TASK DIRECTIONS: Format the records below as a Markdown table with the columns Row and Line. Cover only the part from the line containing "Question. Give the pixel coordinates of a point on the ocean" through the line containing "x=35, y=340", both included, giving each line its own numbered row and leaving out blank lines.

↓

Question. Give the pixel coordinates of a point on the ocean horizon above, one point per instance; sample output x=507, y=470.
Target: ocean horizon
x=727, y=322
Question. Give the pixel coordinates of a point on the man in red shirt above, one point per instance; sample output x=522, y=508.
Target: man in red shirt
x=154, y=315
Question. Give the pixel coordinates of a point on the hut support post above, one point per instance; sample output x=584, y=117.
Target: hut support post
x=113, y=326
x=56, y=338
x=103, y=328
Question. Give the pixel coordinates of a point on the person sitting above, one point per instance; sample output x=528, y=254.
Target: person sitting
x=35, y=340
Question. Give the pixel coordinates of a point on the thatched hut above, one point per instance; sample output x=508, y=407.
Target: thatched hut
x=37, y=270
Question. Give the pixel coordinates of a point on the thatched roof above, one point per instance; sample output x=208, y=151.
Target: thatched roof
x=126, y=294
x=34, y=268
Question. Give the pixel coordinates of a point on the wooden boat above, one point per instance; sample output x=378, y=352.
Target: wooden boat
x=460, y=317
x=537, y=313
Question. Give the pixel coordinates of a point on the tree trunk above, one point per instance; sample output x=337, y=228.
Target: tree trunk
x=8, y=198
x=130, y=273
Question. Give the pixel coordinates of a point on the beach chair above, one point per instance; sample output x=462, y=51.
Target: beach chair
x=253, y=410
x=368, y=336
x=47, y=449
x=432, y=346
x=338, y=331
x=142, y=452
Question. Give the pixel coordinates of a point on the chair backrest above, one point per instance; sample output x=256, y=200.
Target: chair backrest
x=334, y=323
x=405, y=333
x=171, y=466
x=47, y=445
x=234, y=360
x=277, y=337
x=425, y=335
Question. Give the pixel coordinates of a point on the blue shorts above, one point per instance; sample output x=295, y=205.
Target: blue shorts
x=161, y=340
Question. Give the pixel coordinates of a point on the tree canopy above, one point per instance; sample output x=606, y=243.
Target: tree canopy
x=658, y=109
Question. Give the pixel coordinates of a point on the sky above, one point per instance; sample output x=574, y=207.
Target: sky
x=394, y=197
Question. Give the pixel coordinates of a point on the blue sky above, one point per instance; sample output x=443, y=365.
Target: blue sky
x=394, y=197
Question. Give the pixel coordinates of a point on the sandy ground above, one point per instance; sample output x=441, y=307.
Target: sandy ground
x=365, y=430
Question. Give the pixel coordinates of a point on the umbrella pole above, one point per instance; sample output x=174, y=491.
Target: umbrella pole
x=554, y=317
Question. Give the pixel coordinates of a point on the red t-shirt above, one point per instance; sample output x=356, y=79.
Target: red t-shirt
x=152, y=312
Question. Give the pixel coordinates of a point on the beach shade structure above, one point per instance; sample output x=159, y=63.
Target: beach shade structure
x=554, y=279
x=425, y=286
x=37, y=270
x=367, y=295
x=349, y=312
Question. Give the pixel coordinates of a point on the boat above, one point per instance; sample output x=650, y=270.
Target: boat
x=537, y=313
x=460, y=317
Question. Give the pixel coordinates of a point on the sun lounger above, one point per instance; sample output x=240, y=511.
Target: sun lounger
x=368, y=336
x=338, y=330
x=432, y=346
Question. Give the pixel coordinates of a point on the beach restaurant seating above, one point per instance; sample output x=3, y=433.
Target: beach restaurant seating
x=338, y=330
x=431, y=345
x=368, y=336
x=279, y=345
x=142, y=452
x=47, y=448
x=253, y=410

↑
↓

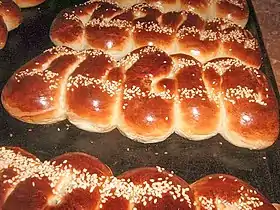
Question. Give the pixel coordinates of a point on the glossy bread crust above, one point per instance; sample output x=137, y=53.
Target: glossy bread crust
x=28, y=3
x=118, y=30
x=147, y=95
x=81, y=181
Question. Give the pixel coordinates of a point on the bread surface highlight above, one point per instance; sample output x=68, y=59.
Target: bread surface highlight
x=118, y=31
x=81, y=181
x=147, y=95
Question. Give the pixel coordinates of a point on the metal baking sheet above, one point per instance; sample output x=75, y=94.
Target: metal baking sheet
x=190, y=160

↑

SOLUTION BELOW:
| Row | Line |
|---|---|
| 1 | Question. Give the pixel coordinates of a point on the ocean horizon above, one point per instance; sample output x=507, y=470. |
| 2 | Target: ocean horizon |
| 3 | x=727, y=322 |
| 4 | Question. Give the pixel coordinates of a point on the man in red shirt above, one point per instance; sample output x=522, y=508. |
| 5 | Target: man in red shirt |
| 6 | x=154, y=315 |
| 7 | Question. Give the pixel coordinates of a point on the hut support post above, one point per instance; sample output x=584, y=117. |
| 8 | Target: hut support post |
| 9 | x=113, y=326 |
| 10 | x=56, y=338 |
| 11 | x=103, y=328 |
| 12 | Question. Give the pixel coordinates of a point on the person sitting above, one point per instance; sample output x=528, y=254. |
| 13 | Target: person sitting |
| 14 | x=35, y=340 |